(Named-object pointing data)
--------------------------------------------------

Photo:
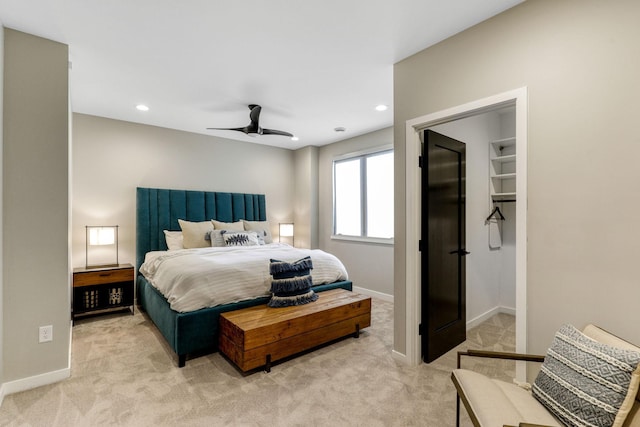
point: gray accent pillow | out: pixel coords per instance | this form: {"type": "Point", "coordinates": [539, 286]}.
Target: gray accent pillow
{"type": "Point", "coordinates": [584, 382]}
{"type": "Point", "coordinates": [262, 227]}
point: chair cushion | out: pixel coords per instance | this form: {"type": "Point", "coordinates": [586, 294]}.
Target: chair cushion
{"type": "Point", "coordinates": [496, 403]}
{"type": "Point", "coordinates": [586, 382]}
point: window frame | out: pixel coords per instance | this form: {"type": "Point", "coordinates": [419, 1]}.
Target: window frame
{"type": "Point", "coordinates": [362, 155]}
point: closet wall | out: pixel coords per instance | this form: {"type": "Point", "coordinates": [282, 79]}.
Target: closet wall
{"type": "Point", "coordinates": [490, 272]}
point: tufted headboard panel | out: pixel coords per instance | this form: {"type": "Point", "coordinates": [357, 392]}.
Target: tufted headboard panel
{"type": "Point", "coordinates": [160, 209]}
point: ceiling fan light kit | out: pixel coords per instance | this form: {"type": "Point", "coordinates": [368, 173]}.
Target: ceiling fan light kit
{"type": "Point", "coordinates": [253, 128]}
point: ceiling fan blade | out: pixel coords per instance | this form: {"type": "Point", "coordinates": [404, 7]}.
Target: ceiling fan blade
{"type": "Point", "coordinates": [276, 132]}
{"type": "Point", "coordinates": [254, 126]}
{"type": "Point", "coordinates": [244, 129]}
{"type": "Point", "coordinates": [254, 115]}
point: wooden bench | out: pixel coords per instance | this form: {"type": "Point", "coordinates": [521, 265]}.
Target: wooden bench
{"type": "Point", "coordinates": [256, 336]}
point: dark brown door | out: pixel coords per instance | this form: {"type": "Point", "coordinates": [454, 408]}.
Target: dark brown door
{"type": "Point", "coordinates": [443, 245]}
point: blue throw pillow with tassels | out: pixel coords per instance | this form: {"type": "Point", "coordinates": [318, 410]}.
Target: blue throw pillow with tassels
{"type": "Point", "coordinates": [291, 284]}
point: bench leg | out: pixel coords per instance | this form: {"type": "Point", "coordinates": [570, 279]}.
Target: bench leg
{"type": "Point", "coordinates": [267, 365]}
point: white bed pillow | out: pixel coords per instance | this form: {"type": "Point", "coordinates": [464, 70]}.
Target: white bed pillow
{"type": "Point", "coordinates": [174, 240]}
{"type": "Point", "coordinates": [194, 233]}
{"type": "Point", "coordinates": [259, 226]}
{"type": "Point", "coordinates": [236, 226]}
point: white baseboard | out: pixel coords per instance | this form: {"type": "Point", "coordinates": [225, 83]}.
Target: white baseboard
{"type": "Point", "coordinates": [399, 357]}
{"type": "Point", "coordinates": [484, 316]}
{"type": "Point", "coordinates": [35, 381]}
{"type": "Point", "coordinates": [373, 294]}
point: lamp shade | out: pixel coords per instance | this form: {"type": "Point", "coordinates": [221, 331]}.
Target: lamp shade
{"type": "Point", "coordinates": [286, 229]}
{"type": "Point", "coordinates": [100, 236]}
{"type": "Point", "coordinates": [101, 246]}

--------------------------------------------------

● REQUEST:
Copy out every line of the data above word for word, leaving out the pictures.

● EXERCISE OUTPUT:
Photo:
point: gray accent pillow | out: pixel coords per instance | this form: {"type": "Point", "coordinates": [539, 286]}.
Target: gray accent pillow
{"type": "Point", "coordinates": [584, 382]}
{"type": "Point", "coordinates": [262, 227]}
point: chair cushion | out: pixel coords per instance | this form: {"type": "Point", "coordinates": [586, 294]}.
Target: chair cushion
{"type": "Point", "coordinates": [496, 403]}
{"type": "Point", "coordinates": [586, 382]}
point: window frame | out: pixel coords per instance | this form: {"type": "Point", "coordinates": [419, 1]}.
Target: window frame
{"type": "Point", "coordinates": [362, 155]}
point: closet wall | out: pixel coords per instance | this form: {"type": "Point", "coordinates": [282, 79]}.
Target: closet wall
{"type": "Point", "coordinates": [490, 272]}
point: tufted headboard panel | out: pixel coords per instance | this form: {"type": "Point", "coordinates": [357, 392]}.
Target: tufted headboard panel
{"type": "Point", "coordinates": [160, 209]}
point: ceiling fan light kit | out: pixel coords per instance | this form: {"type": "Point", "coordinates": [368, 173]}.
Target: ceiling fan light kit
{"type": "Point", "coordinates": [253, 128]}
point: ceiling fan blade | out: pixel coords per instance | this form: {"type": "Point", "coordinates": [404, 7]}.
Target: ceiling fan blade
{"type": "Point", "coordinates": [276, 132]}
{"type": "Point", "coordinates": [254, 126]}
{"type": "Point", "coordinates": [244, 129]}
{"type": "Point", "coordinates": [254, 115]}
point: wooden bench | out: pixel coords per instance | this form: {"type": "Point", "coordinates": [521, 265]}.
Target: wooden bench
{"type": "Point", "coordinates": [256, 336]}
point: dark brown door | out: pixel coords per instance | this form: {"type": "Point", "coordinates": [454, 408]}.
Target: dark brown door
{"type": "Point", "coordinates": [443, 245]}
point: blue throw pillow with tassels | out: pixel coords per instance | this form: {"type": "Point", "coordinates": [318, 410]}.
Target: blue throw pillow with tassels
{"type": "Point", "coordinates": [291, 284]}
point: bench leg | out: pixel coords per instance | this form: {"type": "Point", "coordinates": [570, 279]}.
Target: bench leg
{"type": "Point", "coordinates": [267, 365]}
point: white bed pillow | out: pixel coords per instance | this form: {"type": "Point", "coordinates": [464, 70]}.
Target: white bed pillow
{"type": "Point", "coordinates": [174, 240]}
{"type": "Point", "coordinates": [194, 233]}
{"type": "Point", "coordinates": [259, 226]}
{"type": "Point", "coordinates": [236, 226]}
point: white baseboard | out: pixel coords per instance | this form: {"type": "Point", "coordinates": [225, 83]}.
Target: white baseboard
{"type": "Point", "coordinates": [399, 357]}
{"type": "Point", "coordinates": [484, 316]}
{"type": "Point", "coordinates": [35, 381]}
{"type": "Point", "coordinates": [373, 294]}
point: lamp shade | out: pixel coords per instance | this form: {"type": "Point", "coordinates": [221, 331]}.
Target: lamp shade
{"type": "Point", "coordinates": [286, 229]}
{"type": "Point", "coordinates": [100, 236]}
{"type": "Point", "coordinates": [101, 246]}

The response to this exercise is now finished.